**Problem statement**
Every record must be retyped exactly as it reads.

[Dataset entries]
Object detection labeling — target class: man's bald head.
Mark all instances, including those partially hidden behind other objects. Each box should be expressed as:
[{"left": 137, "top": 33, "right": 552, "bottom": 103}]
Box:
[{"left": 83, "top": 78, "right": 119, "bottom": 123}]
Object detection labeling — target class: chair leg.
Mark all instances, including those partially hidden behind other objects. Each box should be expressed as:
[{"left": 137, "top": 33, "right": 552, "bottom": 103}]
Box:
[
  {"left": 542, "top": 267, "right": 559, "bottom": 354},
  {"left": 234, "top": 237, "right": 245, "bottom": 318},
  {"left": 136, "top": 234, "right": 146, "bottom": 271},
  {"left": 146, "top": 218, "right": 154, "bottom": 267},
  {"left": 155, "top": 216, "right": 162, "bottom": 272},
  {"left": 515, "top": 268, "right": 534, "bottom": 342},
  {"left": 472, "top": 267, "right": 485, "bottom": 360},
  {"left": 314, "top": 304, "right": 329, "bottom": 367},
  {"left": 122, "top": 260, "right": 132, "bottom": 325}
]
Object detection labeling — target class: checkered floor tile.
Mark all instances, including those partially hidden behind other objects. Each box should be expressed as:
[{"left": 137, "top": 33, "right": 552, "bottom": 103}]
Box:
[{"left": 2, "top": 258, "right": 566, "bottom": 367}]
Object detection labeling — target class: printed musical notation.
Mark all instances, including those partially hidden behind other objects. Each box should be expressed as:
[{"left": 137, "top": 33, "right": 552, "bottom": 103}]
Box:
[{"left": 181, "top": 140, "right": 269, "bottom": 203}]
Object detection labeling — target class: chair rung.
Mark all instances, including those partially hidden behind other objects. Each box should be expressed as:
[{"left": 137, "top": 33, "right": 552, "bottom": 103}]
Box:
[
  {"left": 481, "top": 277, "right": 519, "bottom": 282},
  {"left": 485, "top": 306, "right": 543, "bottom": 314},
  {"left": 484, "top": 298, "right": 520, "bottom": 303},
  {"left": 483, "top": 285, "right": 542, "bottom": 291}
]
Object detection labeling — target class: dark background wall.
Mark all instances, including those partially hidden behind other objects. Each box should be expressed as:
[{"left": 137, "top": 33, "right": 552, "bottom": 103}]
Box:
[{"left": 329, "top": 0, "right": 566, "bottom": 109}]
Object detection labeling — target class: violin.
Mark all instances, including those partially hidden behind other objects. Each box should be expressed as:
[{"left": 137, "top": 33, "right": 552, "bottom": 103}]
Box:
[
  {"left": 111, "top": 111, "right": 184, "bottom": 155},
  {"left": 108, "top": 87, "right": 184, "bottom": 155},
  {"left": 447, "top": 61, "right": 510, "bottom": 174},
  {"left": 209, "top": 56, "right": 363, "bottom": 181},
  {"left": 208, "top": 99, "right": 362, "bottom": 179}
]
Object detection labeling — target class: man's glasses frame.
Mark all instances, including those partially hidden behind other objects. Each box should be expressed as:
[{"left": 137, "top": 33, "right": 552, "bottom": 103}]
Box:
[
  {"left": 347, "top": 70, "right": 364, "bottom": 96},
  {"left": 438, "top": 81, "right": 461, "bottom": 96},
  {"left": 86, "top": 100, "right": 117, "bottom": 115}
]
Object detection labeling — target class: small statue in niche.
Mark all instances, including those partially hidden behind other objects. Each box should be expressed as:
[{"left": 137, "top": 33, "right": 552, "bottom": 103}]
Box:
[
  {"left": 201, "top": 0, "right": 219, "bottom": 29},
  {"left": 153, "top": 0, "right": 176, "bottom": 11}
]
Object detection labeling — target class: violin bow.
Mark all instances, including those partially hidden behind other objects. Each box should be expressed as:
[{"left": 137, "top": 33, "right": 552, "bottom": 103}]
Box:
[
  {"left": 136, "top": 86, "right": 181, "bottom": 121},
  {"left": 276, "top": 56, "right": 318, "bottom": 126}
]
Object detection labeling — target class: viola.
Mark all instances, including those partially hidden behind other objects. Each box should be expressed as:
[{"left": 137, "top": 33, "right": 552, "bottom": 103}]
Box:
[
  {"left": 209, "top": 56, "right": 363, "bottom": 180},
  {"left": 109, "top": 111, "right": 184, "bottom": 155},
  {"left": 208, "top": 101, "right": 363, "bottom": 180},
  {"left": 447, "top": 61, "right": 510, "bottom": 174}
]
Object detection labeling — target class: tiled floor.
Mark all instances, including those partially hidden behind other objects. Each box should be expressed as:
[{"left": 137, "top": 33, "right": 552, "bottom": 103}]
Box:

**Final answer**
Object detection labeling — target class: man's bald head.
Mark all instances, including those partially hidden behind other objects. Each box should be expressed as:
[{"left": 137, "top": 33, "right": 552, "bottom": 103}]
Box:
[{"left": 83, "top": 78, "right": 119, "bottom": 123}]
Object detection labeling — target class: chair leg.
Mark all instances, including those partially hidden behind other objects. Each box should be expressed as:
[{"left": 137, "top": 33, "right": 552, "bottom": 103}]
Box:
[
  {"left": 542, "top": 267, "right": 559, "bottom": 354},
  {"left": 234, "top": 237, "right": 245, "bottom": 318},
  {"left": 136, "top": 234, "right": 146, "bottom": 271},
  {"left": 146, "top": 218, "right": 154, "bottom": 267},
  {"left": 155, "top": 216, "right": 162, "bottom": 272},
  {"left": 515, "top": 268, "right": 534, "bottom": 342},
  {"left": 472, "top": 267, "right": 485, "bottom": 360},
  {"left": 314, "top": 304, "right": 329, "bottom": 367},
  {"left": 122, "top": 260, "right": 132, "bottom": 325}
]
Object detection labeling — target class: checkered floor tile.
Mark all instances, including those partially hidden behind other objects. Each box should be expressed as:
[{"left": 137, "top": 33, "right": 552, "bottom": 103}]
Box:
[{"left": 2, "top": 258, "right": 566, "bottom": 367}]
Object detection labeling — target class: printed musical notation.
Mark all instances, including those partially hidden behind other objects. Each box should be expressed as:
[{"left": 137, "top": 33, "right": 552, "bottom": 103}]
Box:
[{"left": 181, "top": 140, "right": 269, "bottom": 203}]
Object detection labeling — target class: chair rung.
Mark all instances, including those partially hidden behind other objects. Each box should be expressed as:
[{"left": 137, "top": 33, "right": 552, "bottom": 103}]
Box:
[
  {"left": 481, "top": 277, "right": 519, "bottom": 282},
  {"left": 485, "top": 306, "right": 543, "bottom": 314},
  {"left": 484, "top": 298, "right": 520, "bottom": 303},
  {"left": 483, "top": 285, "right": 542, "bottom": 291}
]
Object detection labeling — target class: dark background wall.
Mark all instances, including those partially hidden behind other objects. Each box should be expressed as:
[{"left": 137, "top": 33, "right": 552, "bottom": 103}]
Box:
[{"left": 329, "top": 0, "right": 566, "bottom": 109}]
Object detection labeling — target class: violin.
Mark all instances, including those partially hidden behind other objects. Each box should be expressed as:
[{"left": 137, "top": 33, "right": 552, "bottom": 103}]
Box:
[
  {"left": 111, "top": 111, "right": 184, "bottom": 155},
  {"left": 108, "top": 87, "right": 184, "bottom": 155},
  {"left": 447, "top": 61, "right": 510, "bottom": 174},
  {"left": 209, "top": 56, "right": 363, "bottom": 181},
  {"left": 208, "top": 99, "right": 362, "bottom": 179}
]
Object detection labeling — target class: man's glasses frame.
Mark all instances, including those partially hidden behind other objects. Each box should be expressed as:
[{"left": 137, "top": 33, "right": 552, "bottom": 103}]
Box:
[
  {"left": 347, "top": 70, "right": 364, "bottom": 96},
  {"left": 438, "top": 81, "right": 461, "bottom": 96},
  {"left": 86, "top": 100, "right": 117, "bottom": 115}
]
Object detection labeling — target class: small statue in niche.
Mark all instances, including those partially hidden behind other objects. Each box should be expressed as:
[{"left": 137, "top": 33, "right": 552, "bottom": 103}]
Box:
[
  {"left": 201, "top": 0, "right": 219, "bottom": 29},
  {"left": 153, "top": 0, "right": 176, "bottom": 11}
]
Object detection labeling — target class: violin bow.
Mark all instances, including those partially hidden behind other objects. Each box should be expressed as:
[{"left": 137, "top": 33, "right": 552, "bottom": 103}]
Box:
[
  {"left": 136, "top": 86, "right": 181, "bottom": 121},
  {"left": 276, "top": 56, "right": 318, "bottom": 126}
]
Object detection labeling — target class: viola.
Mark all instances, including those partially hidden behind other objects. Each box should be expressed as:
[{"left": 137, "top": 33, "right": 552, "bottom": 103}]
Box:
[
  {"left": 209, "top": 56, "right": 363, "bottom": 180},
  {"left": 109, "top": 111, "right": 184, "bottom": 155},
  {"left": 208, "top": 101, "right": 363, "bottom": 180},
  {"left": 447, "top": 61, "right": 510, "bottom": 174}
]
Object detection labeling — target class: tiled floor.
Mark all instances, including those partially hidden behind other objects. Each box should be expressed as:
[{"left": 137, "top": 33, "right": 552, "bottom": 103}]
Box:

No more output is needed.